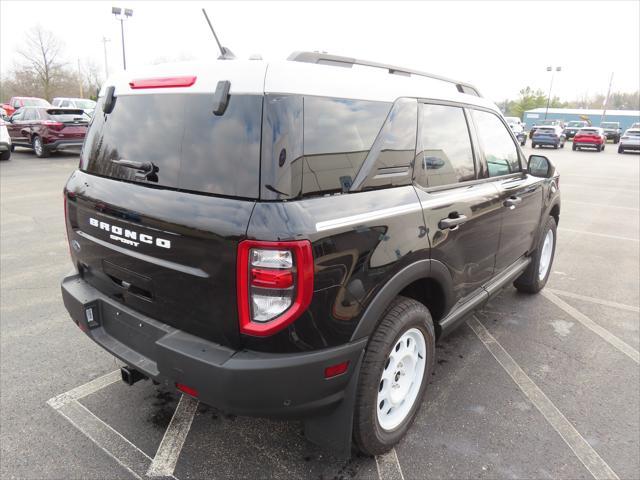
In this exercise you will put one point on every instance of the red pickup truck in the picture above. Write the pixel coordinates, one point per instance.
(18, 102)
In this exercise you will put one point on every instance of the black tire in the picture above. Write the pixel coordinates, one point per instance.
(38, 147)
(403, 314)
(530, 281)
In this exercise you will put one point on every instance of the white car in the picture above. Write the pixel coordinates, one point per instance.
(630, 140)
(84, 103)
(5, 142)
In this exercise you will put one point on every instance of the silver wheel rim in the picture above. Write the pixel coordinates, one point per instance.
(545, 256)
(38, 145)
(401, 379)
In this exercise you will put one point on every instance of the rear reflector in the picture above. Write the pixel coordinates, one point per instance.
(335, 370)
(162, 82)
(188, 390)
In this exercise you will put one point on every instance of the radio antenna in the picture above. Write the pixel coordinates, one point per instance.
(225, 53)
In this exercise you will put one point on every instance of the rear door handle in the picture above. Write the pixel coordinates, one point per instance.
(511, 202)
(452, 223)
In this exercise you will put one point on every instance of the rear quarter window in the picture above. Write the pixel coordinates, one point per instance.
(191, 148)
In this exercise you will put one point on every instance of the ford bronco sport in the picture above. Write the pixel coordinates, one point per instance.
(291, 238)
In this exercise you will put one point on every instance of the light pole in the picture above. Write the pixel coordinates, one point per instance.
(118, 13)
(553, 72)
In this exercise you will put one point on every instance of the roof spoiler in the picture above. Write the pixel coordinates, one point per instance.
(338, 61)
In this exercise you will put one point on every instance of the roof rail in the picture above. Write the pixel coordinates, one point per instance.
(338, 61)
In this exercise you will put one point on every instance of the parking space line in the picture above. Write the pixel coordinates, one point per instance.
(606, 303)
(388, 466)
(605, 235)
(585, 452)
(164, 463)
(84, 390)
(593, 326)
(601, 205)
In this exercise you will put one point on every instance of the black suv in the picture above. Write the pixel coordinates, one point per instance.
(291, 239)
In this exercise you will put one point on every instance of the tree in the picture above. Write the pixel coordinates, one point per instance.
(41, 54)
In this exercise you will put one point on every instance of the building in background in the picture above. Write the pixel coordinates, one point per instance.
(625, 117)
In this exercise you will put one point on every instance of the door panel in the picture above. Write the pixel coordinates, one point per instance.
(522, 202)
(469, 248)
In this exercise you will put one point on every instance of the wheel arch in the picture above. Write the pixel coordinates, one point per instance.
(427, 281)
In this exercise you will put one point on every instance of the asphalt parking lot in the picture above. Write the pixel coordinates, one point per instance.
(544, 386)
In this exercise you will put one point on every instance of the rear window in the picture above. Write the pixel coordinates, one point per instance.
(188, 146)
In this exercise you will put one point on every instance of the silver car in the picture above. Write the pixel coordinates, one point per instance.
(630, 140)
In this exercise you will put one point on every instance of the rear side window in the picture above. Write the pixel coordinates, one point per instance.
(188, 146)
(447, 155)
(500, 151)
(338, 134)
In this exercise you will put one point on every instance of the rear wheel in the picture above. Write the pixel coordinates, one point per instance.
(39, 148)
(395, 371)
(535, 277)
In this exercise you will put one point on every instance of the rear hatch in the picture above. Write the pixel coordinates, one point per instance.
(71, 123)
(164, 194)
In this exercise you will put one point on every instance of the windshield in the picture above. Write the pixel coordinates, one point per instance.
(86, 104)
(35, 102)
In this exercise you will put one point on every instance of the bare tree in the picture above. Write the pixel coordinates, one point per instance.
(41, 54)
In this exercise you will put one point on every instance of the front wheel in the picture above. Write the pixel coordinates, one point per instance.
(395, 371)
(535, 277)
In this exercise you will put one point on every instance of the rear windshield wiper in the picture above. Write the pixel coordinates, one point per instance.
(149, 169)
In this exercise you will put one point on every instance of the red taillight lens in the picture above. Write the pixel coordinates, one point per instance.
(335, 370)
(163, 82)
(274, 284)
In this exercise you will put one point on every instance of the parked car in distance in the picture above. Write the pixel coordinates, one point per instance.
(552, 136)
(572, 128)
(5, 142)
(17, 103)
(546, 123)
(612, 131)
(85, 104)
(268, 276)
(590, 137)
(630, 140)
(46, 130)
(518, 129)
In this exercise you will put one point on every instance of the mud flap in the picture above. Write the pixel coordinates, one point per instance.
(332, 431)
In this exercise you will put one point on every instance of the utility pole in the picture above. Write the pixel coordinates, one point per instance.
(106, 64)
(606, 100)
(80, 78)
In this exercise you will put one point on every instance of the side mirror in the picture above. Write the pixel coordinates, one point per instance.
(540, 166)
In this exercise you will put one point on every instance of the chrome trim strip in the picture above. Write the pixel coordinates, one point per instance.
(367, 217)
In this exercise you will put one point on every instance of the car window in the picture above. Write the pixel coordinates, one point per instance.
(338, 134)
(500, 151)
(29, 114)
(447, 155)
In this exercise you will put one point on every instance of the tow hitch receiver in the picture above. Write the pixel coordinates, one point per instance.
(131, 375)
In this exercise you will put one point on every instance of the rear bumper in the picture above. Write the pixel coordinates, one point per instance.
(629, 146)
(240, 382)
(65, 144)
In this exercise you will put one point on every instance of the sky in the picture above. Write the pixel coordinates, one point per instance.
(499, 46)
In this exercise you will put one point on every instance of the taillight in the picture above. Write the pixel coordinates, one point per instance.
(163, 82)
(274, 284)
(53, 125)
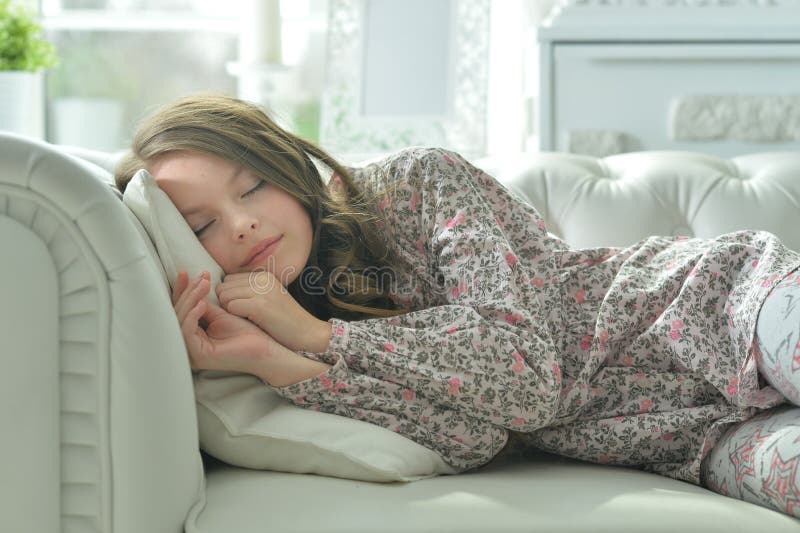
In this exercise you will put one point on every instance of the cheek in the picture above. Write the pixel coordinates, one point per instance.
(216, 253)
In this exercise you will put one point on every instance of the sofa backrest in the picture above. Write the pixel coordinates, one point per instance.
(618, 200)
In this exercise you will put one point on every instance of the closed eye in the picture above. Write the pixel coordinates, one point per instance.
(261, 184)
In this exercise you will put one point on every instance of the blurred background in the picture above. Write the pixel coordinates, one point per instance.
(482, 77)
(121, 59)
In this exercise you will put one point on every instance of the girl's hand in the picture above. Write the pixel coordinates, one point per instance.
(260, 297)
(228, 342)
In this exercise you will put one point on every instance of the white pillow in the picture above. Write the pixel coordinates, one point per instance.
(242, 421)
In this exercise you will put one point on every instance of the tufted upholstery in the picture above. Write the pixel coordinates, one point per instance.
(99, 432)
(617, 200)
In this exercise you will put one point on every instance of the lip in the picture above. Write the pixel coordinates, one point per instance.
(261, 251)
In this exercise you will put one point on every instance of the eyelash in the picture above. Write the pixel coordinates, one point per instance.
(261, 184)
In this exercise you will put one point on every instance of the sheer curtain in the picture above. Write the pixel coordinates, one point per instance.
(514, 75)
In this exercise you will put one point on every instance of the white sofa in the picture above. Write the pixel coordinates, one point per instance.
(96, 402)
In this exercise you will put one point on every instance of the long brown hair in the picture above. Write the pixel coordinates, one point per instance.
(346, 246)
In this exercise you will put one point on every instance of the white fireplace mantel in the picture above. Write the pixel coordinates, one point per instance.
(716, 76)
(701, 20)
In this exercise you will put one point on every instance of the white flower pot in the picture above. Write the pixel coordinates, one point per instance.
(21, 103)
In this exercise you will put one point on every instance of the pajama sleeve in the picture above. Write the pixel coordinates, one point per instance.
(479, 361)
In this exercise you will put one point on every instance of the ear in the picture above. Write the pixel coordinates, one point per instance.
(335, 184)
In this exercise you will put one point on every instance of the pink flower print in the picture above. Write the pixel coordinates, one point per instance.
(579, 296)
(458, 219)
(603, 338)
(461, 289)
(328, 384)
(454, 383)
(645, 405)
(557, 373)
(519, 365)
(513, 318)
(586, 342)
(414, 200)
(733, 386)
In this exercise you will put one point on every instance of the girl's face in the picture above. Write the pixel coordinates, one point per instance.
(233, 213)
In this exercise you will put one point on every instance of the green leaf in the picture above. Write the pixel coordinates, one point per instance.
(21, 44)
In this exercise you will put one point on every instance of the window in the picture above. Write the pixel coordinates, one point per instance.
(122, 59)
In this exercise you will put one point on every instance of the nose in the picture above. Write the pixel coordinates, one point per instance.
(244, 226)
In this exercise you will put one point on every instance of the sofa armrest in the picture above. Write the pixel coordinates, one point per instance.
(97, 404)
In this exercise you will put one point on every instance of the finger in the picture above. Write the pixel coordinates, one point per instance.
(181, 280)
(189, 298)
(212, 311)
(190, 328)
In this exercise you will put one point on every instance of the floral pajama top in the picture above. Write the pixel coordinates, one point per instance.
(637, 356)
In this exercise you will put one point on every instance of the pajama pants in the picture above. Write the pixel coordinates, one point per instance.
(759, 460)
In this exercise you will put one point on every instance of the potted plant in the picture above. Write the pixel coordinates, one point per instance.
(23, 55)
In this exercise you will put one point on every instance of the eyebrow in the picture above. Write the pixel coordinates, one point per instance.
(233, 178)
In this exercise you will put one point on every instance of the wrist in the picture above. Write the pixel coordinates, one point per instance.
(283, 367)
(319, 338)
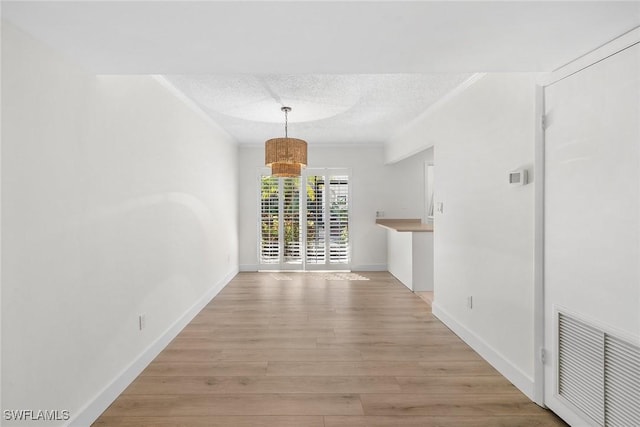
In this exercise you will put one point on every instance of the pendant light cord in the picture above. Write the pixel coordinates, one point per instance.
(286, 123)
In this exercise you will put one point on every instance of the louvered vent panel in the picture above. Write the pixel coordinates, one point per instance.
(622, 383)
(581, 367)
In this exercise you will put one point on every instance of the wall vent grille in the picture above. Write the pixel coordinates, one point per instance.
(598, 373)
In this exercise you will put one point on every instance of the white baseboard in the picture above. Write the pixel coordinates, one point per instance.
(92, 410)
(369, 267)
(366, 267)
(518, 378)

_ _ _ _ _

Description of the task: Begin with the line containing "the white baseboard" and retype it and each line after it through the end of the records, keeping them exact and including nothing more.

Problem solution:
In this exercise you will put one point on every instance of the white baseboard in the picture above. Write the pixel coordinates, one point per instance.
(92, 410)
(369, 267)
(366, 267)
(518, 378)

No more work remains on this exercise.